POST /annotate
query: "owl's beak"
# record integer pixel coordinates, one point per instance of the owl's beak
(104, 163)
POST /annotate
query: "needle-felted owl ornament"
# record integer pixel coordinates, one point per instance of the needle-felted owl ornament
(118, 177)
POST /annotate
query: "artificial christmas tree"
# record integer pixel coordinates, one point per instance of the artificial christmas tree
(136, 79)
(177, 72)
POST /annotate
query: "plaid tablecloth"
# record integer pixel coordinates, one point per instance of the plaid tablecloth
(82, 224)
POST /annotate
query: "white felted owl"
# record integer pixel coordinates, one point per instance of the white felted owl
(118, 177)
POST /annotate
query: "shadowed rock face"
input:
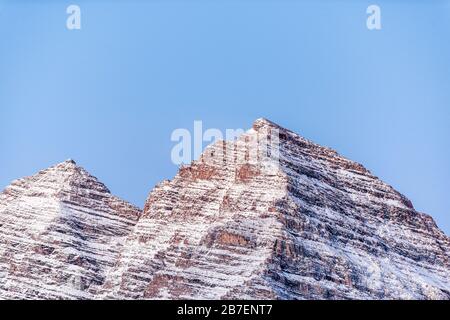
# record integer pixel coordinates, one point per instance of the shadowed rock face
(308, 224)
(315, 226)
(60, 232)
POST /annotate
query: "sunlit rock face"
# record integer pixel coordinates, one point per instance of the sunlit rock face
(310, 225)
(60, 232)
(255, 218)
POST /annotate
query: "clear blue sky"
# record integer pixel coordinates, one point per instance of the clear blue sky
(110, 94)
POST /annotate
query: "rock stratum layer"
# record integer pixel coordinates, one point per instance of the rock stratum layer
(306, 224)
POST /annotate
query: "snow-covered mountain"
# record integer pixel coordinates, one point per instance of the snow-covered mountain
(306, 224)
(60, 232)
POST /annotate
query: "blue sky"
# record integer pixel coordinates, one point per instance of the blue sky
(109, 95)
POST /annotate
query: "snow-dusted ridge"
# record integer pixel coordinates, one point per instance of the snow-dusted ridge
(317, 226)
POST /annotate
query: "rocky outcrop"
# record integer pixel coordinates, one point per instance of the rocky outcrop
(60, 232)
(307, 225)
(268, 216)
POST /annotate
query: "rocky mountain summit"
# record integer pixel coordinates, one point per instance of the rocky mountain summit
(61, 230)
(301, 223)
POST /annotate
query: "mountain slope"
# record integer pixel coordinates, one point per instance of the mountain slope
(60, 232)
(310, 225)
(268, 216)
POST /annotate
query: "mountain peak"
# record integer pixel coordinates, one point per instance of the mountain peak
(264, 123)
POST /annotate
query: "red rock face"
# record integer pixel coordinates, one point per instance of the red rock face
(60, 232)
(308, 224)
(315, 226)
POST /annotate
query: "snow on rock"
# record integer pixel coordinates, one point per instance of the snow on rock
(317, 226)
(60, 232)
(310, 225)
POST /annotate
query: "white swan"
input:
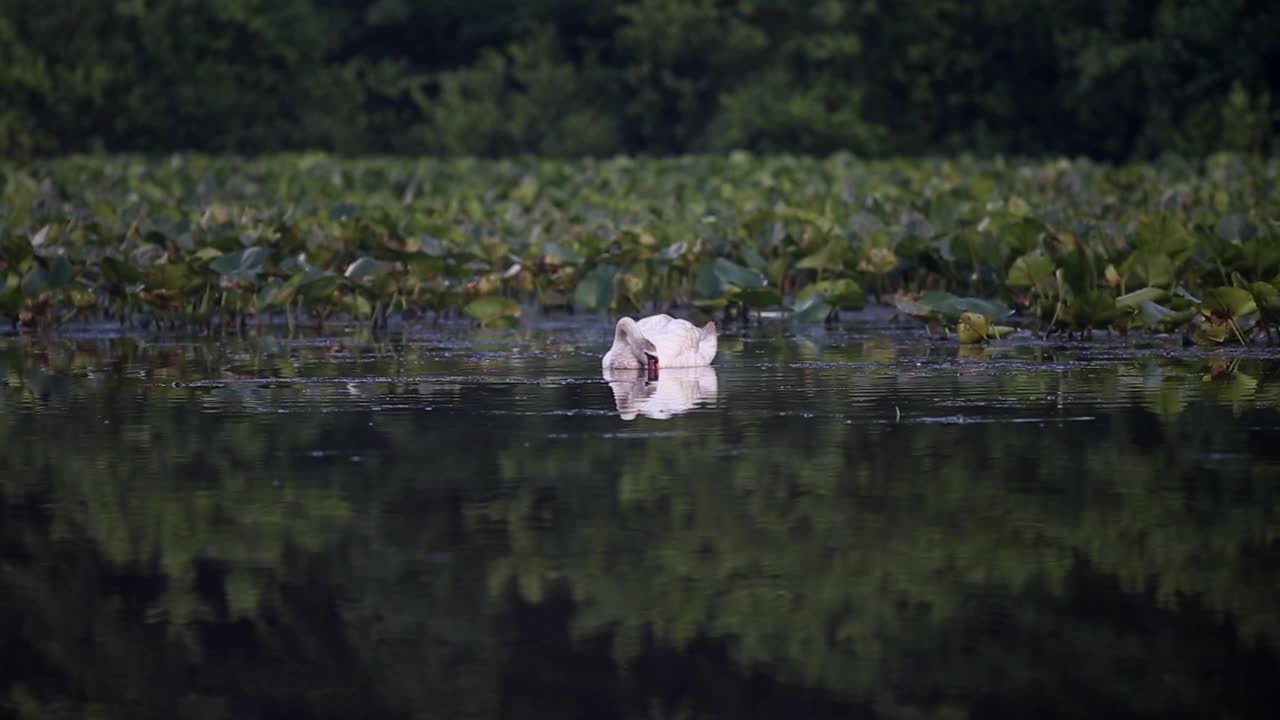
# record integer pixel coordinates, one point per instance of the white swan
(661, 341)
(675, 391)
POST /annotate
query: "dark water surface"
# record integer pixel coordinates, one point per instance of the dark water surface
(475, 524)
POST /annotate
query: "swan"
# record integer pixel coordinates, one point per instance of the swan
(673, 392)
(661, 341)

:::::

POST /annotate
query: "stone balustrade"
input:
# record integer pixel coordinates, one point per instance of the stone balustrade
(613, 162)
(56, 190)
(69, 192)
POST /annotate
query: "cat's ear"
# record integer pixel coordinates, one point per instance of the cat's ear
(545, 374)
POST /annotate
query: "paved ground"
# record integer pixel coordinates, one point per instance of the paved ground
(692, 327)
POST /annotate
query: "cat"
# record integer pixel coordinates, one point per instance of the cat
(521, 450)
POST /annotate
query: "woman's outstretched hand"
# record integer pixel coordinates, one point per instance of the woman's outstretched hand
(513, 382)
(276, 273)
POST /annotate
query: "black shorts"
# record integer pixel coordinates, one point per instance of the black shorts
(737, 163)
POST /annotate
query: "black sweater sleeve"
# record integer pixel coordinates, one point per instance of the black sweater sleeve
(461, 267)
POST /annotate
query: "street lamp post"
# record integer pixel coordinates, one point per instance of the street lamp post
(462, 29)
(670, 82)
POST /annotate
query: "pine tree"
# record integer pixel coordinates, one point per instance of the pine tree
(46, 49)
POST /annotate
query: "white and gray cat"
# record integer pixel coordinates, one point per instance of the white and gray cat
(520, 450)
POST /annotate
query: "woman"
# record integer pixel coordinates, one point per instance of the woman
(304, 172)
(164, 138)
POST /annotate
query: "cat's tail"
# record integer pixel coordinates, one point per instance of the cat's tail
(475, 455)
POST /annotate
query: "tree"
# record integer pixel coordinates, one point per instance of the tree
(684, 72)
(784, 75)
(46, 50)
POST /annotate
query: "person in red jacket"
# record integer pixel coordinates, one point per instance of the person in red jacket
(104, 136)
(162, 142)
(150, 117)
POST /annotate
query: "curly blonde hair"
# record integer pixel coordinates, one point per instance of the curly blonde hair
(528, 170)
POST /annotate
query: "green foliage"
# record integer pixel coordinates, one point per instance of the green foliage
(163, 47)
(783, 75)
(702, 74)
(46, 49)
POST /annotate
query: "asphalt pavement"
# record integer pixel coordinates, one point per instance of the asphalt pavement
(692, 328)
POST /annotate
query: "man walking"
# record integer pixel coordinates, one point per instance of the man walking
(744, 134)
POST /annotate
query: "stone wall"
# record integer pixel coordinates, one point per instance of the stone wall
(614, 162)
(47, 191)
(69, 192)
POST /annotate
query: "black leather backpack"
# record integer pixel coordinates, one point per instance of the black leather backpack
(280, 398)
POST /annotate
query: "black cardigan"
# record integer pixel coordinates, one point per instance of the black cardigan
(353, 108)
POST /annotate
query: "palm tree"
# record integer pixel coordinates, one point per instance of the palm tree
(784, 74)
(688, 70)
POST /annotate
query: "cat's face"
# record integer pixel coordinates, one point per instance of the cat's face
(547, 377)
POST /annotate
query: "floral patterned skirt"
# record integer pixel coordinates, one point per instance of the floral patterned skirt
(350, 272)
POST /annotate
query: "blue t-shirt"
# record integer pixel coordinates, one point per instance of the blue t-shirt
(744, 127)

:::::

■ Task statement ■
How many lines in the items above contain the string "white"? Case counts. Reply with the number alone.

■ Exercise answer ■
6